------ Given passage

How a Brooklyn-born landscape architect is helping cities breathe again
Dennis Pappas didn’t grow up surrounded by forests or fields. He grew up in Brooklyn, one of the busiest, densest places in the United States. His childhood was full of sidewalks, sirens, and apartment buildings. But every now and then, his parents would take him to Prospect Park or upstate for the weekend. Those small escapes stuck with him.
“Even as a kid, I noticed how different I felt around trees,” he says. “It was like I could finally take a full breath.”
That feeling became the foundation for his life’s work.
Seeing the City Differently
Pappas is a landscape architect. For more than 20 years, he’s been reshaping how cities use space. His focus isn’t just on making things look nice. It’s about function. It’s about health. And it’s about survival in a changing climate.
“Designing for beauty is important,” he says. “But if a space doesn’t solve problems, it’s not working hard enough.”
Cities are full of problems. Too much heat. Not enough trees. Flooded streets after storms. Parks that are unevenly spread. Dennis Pappas looks at these issues through a green lens. His goal is to add nature back into the urban system—and do it in a way that lasts.
From Student to Builder of Ideas
Pappas studied landscape architecture at Cornell University. Later, he earned a master’s degree in environmental design at Columbia. But the education that shaped him most didn’t happen in the classroom.

------------
------ Data block

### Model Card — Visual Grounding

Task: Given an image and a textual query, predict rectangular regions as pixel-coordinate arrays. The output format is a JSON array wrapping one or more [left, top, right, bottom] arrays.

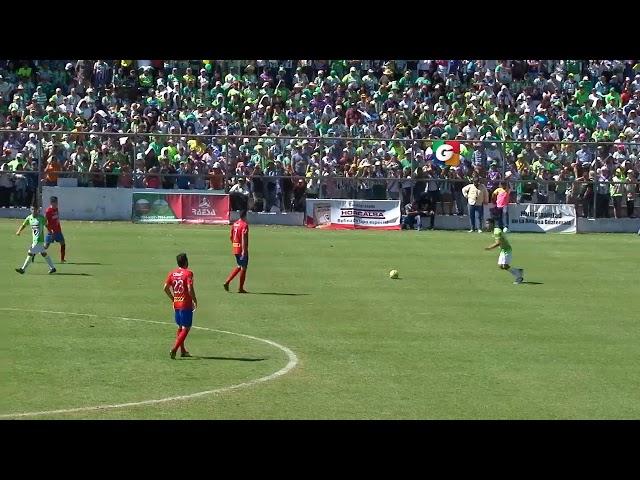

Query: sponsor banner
[[131, 192, 229, 224], [181, 194, 229, 225], [509, 203, 576, 233], [305, 198, 400, 230]]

------------

## Aim of the exercise
Continue the profile of landscape architect Dennis Pappas from the point where it stops.

## Result of this exercise
“I studied abroad in Copenhagen during undergrad,” he says. “That year changed everything.”
He saw how Denmark was designed for people, not just traffic. Bike lanes were everywhere. Green roofs were normal. Even the smallest parks were busy with life. What impressed him most was how natural it all felt.

“Sustainability wasn’t a trend there,” he explains. “It was a habit.”
He brought that mindset back to New York.
Solving Problems with Plants
One of Pappas’s most recognised projects is the Brooklyn Green Corridor. This wasn’t a massive park. It was a series of connected blocks turned into a greenway—planted with native species, built with materials that absorb stormwater, and designed for people on foot or bikes.
It changed how people moved through the neighbourhood.
“People didn’t realise how much they needed shade until it was there,” he says.
He also helped design New York’s first carbon-neutral rooftop garden. It’s a space that captures rain, cools the building underneath, and gives people a place to connect. It’s not flashy. But it works.
What He’s Learned
If there’s one thing Pappas has learned from his years in the field, it’s that nature works best when people are part of it.
“I don’t just want to build spaces,” he says. “I want to build relationships between people and those spaces.”
That means talking to communities before a single plant goes in the ground. It means asking, What do you need? And actually listening. He believes a park isn’t truly successful unless it’s being used and loved.
He also believes failure is part of the process.
“Some of my best ideas came after something didn’t work,” he says. Plants die. People avoid spaces. That’s not a dead end—it’s feedback.”
His Take on Biophilic Design
Pappas is also a supporter of biophilic design—a way of designing spaces that connect people to nature. This doesn’t just mean adding plants. It means bringing in natural light, textures, and even sounds that remind us we’re part of something bigger than concrete and steel.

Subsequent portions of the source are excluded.